### JOB
Find the line that contains "[404,120], drawn from the photo above.". Repeat that line and all lines following it, exactly, through the end of the listing below.

(Excerpts of location labeling data)
━━━━━━
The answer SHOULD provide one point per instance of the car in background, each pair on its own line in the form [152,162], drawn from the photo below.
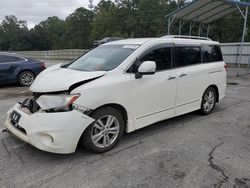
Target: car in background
[17,69]
[106,40]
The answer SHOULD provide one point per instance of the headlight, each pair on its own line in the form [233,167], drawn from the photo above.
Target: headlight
[57,102]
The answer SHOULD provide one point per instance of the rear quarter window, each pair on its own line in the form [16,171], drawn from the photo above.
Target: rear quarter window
[212,53]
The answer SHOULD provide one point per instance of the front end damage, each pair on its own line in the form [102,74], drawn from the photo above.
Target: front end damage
[55,130]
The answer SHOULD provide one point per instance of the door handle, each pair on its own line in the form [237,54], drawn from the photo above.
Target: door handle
[183,74]
[171,77]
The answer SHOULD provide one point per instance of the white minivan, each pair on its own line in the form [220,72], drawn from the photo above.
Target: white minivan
[118,87]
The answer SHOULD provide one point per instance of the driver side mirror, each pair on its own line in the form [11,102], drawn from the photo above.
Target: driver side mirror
[146,68]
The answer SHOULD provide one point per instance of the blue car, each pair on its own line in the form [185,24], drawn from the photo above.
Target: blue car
[17,69]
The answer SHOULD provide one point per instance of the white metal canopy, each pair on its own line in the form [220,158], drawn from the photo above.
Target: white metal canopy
[205,12]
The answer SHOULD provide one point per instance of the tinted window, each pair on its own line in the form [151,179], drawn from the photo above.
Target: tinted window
[161,56]
[6,59]
[187,56]
[103,58]
[212,53]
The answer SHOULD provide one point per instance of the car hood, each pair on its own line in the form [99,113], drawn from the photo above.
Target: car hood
[56,79]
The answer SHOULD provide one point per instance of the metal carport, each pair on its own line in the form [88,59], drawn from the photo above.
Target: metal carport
[205,13]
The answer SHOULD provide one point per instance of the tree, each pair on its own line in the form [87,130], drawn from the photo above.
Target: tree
[48,34]
[14,34]
[78,29]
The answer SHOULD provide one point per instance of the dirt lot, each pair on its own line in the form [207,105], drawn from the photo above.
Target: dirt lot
[187,151]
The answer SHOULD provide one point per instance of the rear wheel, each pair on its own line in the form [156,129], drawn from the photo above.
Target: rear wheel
[208,101]
[26,78]
[103,134]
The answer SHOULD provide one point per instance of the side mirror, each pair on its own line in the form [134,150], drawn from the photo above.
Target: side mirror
[146,68]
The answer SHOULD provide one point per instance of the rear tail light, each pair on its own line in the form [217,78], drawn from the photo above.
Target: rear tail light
[226,67]
[43,65]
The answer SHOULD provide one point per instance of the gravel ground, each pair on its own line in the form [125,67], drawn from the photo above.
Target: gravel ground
[188,151]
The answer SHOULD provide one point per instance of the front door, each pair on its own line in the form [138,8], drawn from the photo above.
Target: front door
[153,96]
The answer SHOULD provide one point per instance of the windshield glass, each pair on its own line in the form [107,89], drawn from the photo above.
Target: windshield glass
[103,58]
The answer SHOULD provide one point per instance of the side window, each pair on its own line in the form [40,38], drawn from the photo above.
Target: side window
[212,53]
[161,56]
[6,59]
[187,56]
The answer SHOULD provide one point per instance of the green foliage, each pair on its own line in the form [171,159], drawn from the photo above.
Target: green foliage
[117,18]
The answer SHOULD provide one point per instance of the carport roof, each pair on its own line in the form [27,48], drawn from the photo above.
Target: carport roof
[207,11]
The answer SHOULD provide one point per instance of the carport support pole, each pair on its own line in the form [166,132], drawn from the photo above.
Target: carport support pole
[208,29]
[190,29]
[180,26]
[243,37]
[199,30]
[168,25]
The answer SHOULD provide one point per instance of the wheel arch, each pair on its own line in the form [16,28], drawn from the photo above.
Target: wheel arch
[216,90]
[118,107]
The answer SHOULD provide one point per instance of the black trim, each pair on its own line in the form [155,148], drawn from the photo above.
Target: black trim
[188,103]
[134,66]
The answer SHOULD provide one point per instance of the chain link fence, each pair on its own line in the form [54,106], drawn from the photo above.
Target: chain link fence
[231,55]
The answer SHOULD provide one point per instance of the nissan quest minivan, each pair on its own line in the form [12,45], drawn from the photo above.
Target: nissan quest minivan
[119,87]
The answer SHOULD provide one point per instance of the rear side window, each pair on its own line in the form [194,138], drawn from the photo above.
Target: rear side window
[161,56]
[212,53]
[187,56]
[7,59]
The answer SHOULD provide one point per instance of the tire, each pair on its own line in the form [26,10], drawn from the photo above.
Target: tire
[102,136]
[26,78]
[208,101]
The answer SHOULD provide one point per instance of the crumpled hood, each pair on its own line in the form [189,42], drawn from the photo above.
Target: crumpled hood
[55,79]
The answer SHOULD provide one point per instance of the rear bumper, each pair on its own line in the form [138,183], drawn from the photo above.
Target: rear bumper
[51,132]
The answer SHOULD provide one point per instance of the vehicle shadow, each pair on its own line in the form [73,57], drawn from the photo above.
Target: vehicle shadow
[128,141]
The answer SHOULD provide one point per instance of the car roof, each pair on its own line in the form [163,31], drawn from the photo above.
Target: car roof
[141,41]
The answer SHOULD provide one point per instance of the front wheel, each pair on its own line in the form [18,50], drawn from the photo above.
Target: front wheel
[104,134]
[208,101]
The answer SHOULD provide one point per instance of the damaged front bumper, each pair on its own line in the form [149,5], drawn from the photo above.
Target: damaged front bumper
[52,132]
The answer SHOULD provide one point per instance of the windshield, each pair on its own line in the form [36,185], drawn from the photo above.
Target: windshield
[103,58]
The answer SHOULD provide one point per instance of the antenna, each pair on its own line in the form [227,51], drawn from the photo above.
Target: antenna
[91,5]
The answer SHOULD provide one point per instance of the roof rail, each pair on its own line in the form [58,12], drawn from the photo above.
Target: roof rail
[186,37]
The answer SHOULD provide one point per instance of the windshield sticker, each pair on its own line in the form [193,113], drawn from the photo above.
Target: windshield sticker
[131,46]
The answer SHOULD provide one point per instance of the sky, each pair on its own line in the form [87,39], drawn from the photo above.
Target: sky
[35,11]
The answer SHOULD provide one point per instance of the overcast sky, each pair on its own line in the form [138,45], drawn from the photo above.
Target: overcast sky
[34,11]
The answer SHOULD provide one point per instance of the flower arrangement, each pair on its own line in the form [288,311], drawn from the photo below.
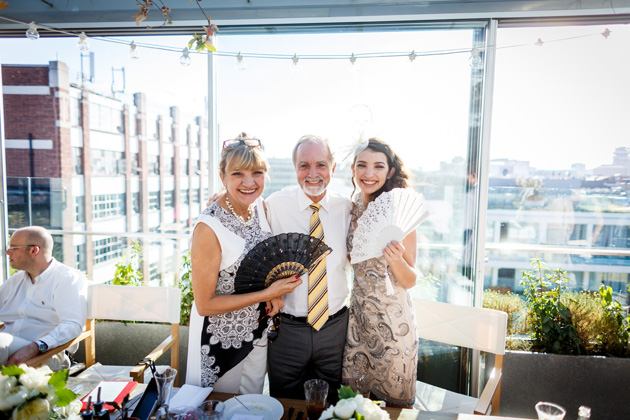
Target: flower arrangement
[353,405]
[36,394]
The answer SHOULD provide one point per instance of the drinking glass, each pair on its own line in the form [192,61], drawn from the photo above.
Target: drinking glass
[315,392]
[165,381]
[182,413]
[210,410]
[549,411]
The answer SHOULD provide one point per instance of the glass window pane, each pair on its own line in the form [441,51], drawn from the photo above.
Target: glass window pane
[560,159]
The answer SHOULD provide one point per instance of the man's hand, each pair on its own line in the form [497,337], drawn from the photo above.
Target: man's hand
[23,354]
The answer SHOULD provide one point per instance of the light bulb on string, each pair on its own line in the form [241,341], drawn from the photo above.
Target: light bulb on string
[240,64]
[353,67]
[133,50]
[475,60]
[185,60]
[31,32]
[296,67]
[83,44]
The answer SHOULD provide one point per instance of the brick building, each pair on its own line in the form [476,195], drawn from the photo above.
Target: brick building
[81,161]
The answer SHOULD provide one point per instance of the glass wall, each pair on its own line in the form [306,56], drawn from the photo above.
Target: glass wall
[425,106]
[560,161]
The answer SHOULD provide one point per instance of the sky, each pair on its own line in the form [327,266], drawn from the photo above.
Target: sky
[555,105]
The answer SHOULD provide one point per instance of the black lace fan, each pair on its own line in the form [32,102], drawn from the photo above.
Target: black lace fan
[278,257]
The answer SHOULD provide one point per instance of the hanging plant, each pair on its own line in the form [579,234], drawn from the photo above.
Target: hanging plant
[204,42]
[145,5]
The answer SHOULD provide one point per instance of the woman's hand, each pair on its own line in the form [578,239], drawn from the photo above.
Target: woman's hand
[401,258]
[394,252]
[274,305]
[282,287]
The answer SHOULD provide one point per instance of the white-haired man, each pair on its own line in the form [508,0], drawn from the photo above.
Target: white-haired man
[312,334]
[44,305]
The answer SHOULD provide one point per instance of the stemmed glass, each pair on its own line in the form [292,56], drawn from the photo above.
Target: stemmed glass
[164,382]
[549,411]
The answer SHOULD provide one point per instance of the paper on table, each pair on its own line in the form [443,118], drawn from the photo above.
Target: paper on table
[109,390]
[189,396]
[240,416]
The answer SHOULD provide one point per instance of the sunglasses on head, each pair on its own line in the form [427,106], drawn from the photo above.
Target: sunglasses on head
[228,144]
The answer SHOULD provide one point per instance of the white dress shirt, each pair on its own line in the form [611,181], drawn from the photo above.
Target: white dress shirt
[53,309]
[289,210]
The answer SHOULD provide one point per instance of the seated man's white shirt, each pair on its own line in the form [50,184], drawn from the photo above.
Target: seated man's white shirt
[289,211]
[53,309]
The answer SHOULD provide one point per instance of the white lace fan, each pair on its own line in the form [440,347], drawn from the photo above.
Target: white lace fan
[391,217]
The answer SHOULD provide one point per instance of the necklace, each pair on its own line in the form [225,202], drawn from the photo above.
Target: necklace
[250,210]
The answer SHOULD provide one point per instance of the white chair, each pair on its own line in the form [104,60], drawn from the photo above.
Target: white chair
[131,303]
[475,328]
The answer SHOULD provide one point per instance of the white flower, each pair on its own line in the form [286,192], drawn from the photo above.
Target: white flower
[70,410]
[6,383]
[35,410]
[345,408]
[327,413]
[13,397]
[34,378]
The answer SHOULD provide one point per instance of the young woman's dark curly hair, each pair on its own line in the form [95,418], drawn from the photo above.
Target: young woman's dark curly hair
[399,179]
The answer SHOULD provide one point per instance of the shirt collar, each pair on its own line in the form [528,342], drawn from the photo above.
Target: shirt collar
[48,272]
[304,202]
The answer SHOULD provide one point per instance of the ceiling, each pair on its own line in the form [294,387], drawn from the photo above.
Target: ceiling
[116,16]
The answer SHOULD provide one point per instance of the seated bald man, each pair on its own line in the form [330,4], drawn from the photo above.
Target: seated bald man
[44,305]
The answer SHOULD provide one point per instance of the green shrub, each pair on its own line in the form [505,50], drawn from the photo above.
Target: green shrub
[128,272]
[615,329]
[551,321]
[511,304]
[185,285]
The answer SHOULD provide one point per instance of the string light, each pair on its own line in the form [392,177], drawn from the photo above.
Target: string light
[83,44]
[475,60]
[297,66]
[240,64]
[133,50]
[31,32]
[185,60]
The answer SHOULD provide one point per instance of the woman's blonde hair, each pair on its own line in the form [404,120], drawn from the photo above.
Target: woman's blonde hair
[243,157]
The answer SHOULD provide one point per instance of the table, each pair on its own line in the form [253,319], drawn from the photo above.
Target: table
[394,413]
[299,405]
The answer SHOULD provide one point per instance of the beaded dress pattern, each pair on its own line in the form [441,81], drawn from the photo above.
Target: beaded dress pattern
[381,349]
[226,339]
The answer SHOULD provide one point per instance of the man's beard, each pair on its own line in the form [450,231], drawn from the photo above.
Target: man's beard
[313,190]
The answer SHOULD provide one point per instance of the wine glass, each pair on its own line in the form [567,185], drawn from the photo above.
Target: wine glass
[549,411]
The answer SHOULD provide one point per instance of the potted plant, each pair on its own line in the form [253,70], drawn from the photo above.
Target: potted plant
[578,346]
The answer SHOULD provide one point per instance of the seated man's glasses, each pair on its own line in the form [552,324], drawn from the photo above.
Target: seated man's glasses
[228,144]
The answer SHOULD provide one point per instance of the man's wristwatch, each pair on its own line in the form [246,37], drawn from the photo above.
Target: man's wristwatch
[41,346]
━━━━━━
### TASK SOLUTION
The answer SHOULD provide one point per instance of the woman's blonde hair, each pair on its own line in the form [404,120], drawn from the photo above.
Target: woman's blonde hair
[243,157]
The answer SHOULD provide one point per instance of the table, each pair on its own line in the form [253,319], drawn from the photo above.
Target: table
[394,413]
[299,405]
The answer SHOULD provide one point per instance of the beaded dress pattern, each pair on its own line in the form [441,81], drawn from the photo above.
Target: beaded dress pattern
[381,349]
[226,339]
The answer SHOULD provide one point per instance of the man's beard, each pair on its own line in the form [450,231], drawn from the photo above.
Target: man's beard
[313,190]
The answer SHOULD provide one point per instance of the wine glass, each pair on its own line in the form [567,185], drawn from the photo above.
Target: wine glass
[549,411]
The answer SHOULD provide one point per instance of the potted plant, each pair on its own line in the form [253,70], drawn from the photo above.
Target: potted plant
[578,346]
The answer SHOULD provide one point per instance of the seated man's glasses, each pair on its own line in the form [552,324], drawn from the photo above.
Target: seated man's glasses
[228,144]
The answer SHOULD provide one point per instance of the man's wristwatch, each pair on its own line in the form [246,37], drawn from the photo above.
Target: man's wristwatch
[41,346]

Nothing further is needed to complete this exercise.